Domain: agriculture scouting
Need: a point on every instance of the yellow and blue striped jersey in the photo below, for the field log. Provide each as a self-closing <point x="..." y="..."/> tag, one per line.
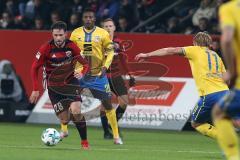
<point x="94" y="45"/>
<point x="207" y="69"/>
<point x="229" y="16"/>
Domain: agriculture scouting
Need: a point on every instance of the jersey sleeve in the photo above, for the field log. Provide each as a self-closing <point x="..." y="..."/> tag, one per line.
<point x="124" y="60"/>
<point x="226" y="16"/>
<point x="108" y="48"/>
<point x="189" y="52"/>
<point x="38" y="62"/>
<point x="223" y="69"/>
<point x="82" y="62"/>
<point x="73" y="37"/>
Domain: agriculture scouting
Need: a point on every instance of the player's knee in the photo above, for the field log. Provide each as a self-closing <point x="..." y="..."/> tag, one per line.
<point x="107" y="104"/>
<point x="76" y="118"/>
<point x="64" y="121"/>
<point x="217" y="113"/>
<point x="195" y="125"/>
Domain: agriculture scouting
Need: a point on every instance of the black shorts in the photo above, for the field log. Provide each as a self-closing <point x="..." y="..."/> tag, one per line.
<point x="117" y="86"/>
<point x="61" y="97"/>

···

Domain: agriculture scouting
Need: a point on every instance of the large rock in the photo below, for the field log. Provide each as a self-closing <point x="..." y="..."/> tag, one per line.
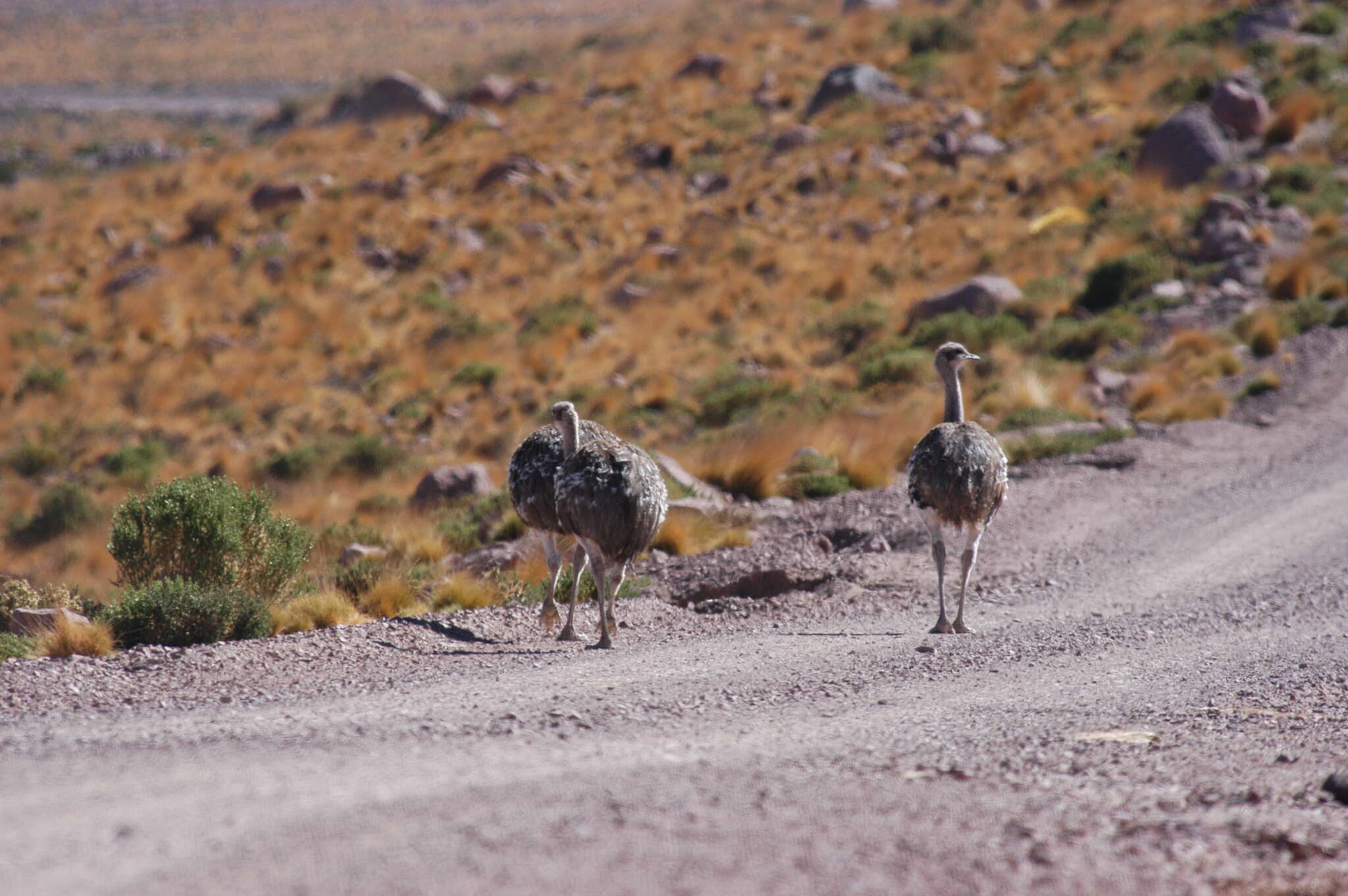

···

- EXERCISE DETAILS
Identify each line in the data above that contains the word "photo", and copy those lines in full. Case counts, so match only that exact capitalization.

- FINAL ANSWER
Need: a point on every instance of the yellow and blue striped jersey in the photo below, for the field log. Provide each as a self-closing <point x="..." y="..."/> tag, one per line.
Need: a point on every instance of the jersey sleeve in the photo above, for the field log. Provide each as a self-closing <point x="..." y="..."/> tag, one per line.
Need: a point on every instance of the player's knee in the photo above, for the field log. Provide each as a self-closing <point x="..." y="..."/> tag, one per line.
Need: a point on every instance of the black shorts in the photo above, for the field log. Provide each as a self-closing <point x="..." y="..."/> tag, one per line.
Need: a point on every instance of the large rock in the photo below, for the field log. Provide each as a self-closing <point x="..." y="..."/> tag, one per line.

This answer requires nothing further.